[Instruções das tarefas]:
**A)** Reescreva a parte do trecho sobre os sindicatos que começa com as palavras "Tal unicidade é" e termina com "princípio da unicidade.", substituindo "Ministério da Economia" por "Ministério do Trabalho e Emprego".
**B)** Liste todos os atos normativos que o trecho sobre os sindicatos identifica por número ou por ano.
**C)** Traduza para o inglês esta frase do trecho sobre os sindicatos: "Tal unicidade é aferida pelo Ministério da Economia, nos termos do art. 31, XLI, da Lei nº 13.844, de 18 de junho de 2019, resultante da conversão da MP 870/2019."

[Trecho fornecido]:
Tal unicidade é aferida pelo Ministério da Economia, nos termos do art. 31, XLI, da Lei nº 13.844, de 18 de junho de 2019, resultante da conversão da MP 870/2019. Quadro que dá nova interpretação à Súmula nº 677 do STF, que dispõe que até que lei venha a dispor a respeito, incumbe ao Ministério do Trabalho proceder ao registro das entidades sindicais e zelar pela observância do princípio da unicidade.

De regra, o papel de defesa dos sindicatos que tem sido ardilosamente confundido pelos governos, em especial, no Brasil contemporâneo, por meios normativos é algo essencial para a garantia da dignidade dos representados e das entidades. Contudo, exala-se um ânimo recorrente para desacreditar instituições e confundir a opinião dos principais interessados, enfraquecendo ainda mais a força da coletividade laboral, objetivando o avanço de medidas parciais que prejudicam o meio ambiente do trabalho e em geral.

Foi o que ocorreu com a edição, na véspera do carnaval de 2019, de medidas provisórias impedindo a contribuição sindical e os respectivos repasses, como no caso da MP 873. Norma inconstitucional e arbitrária que, sequer, teve preenchidos os requisitos imprescindíveis da relevância e urgência, mas visava apenas lesionar mais o movimento sindical para que não pudesse reagir às propostas mefistofélicas que o governo apresentou no Congresso Nacional. Para tanto, foi sendo diluída pelo Poder Judiciário e, ao final, não foi confirmada pelo parlamento nem pelo Supremo Tribunal Federal. 

Algo que também gerou a inserção em 2018 e 2019 do Brasil na Lista Suja de países que descumprem, de má fé, as normas da Organização Internacional do Trabalho. Situação que, após defesa do governo, não foi capaz de modificar o Relatório dos Peritos de 2020 que reiterou o descumprimento das convenções internacionais que o país jurou cumprir, inclusive, contrariando a Constituição de 1988.

[Linhas de dados]:
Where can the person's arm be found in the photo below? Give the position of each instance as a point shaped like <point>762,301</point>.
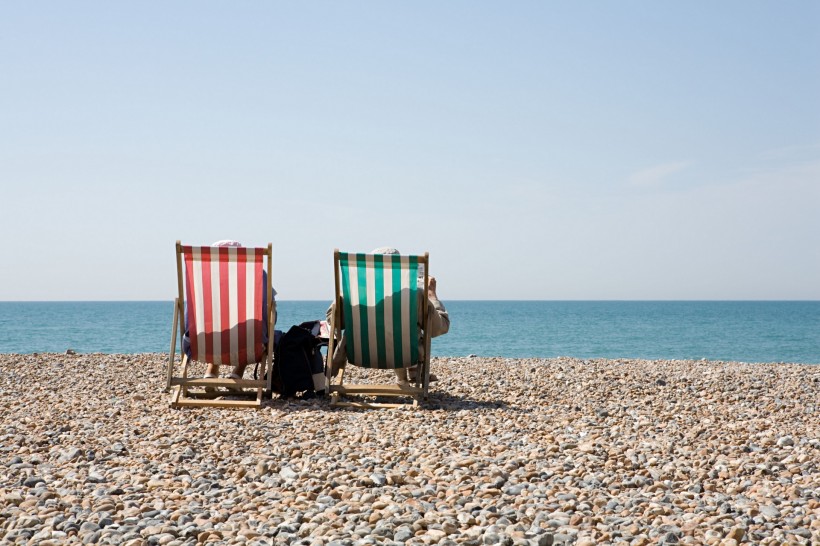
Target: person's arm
<point>439,318</point>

[Resultados por tarefa]:
**A)**
Tal unicidade é aferida pelo Ministério do Trabalho e Emprego, nos termos do art. 31, XLI, da Lei nº 13.844, de 18 de junho de 2019, resultante da conversão da MP 870/2019. Quadro que dá nova interpretação à Súmula nº 677 do STF, que dispõe que até que lei venha a dispor a respeito, incumbe ao Ministério do Trabalho proceder ao registro das entidades sindicais e zelar pela observância do princípio da unicidade.

**B)**
Lei nº 13.844, de 18 de junho de 2019
MP 870/2019
Súmula nº 677 do STF
MP 873
Constituição de 1988

**C)** Such unicity is assessed by the Ministry of the Economy, under art. 31, XLI, of Law No. 13,844 of June 18, 2019, which resulted from the conversion of MP 870/2019.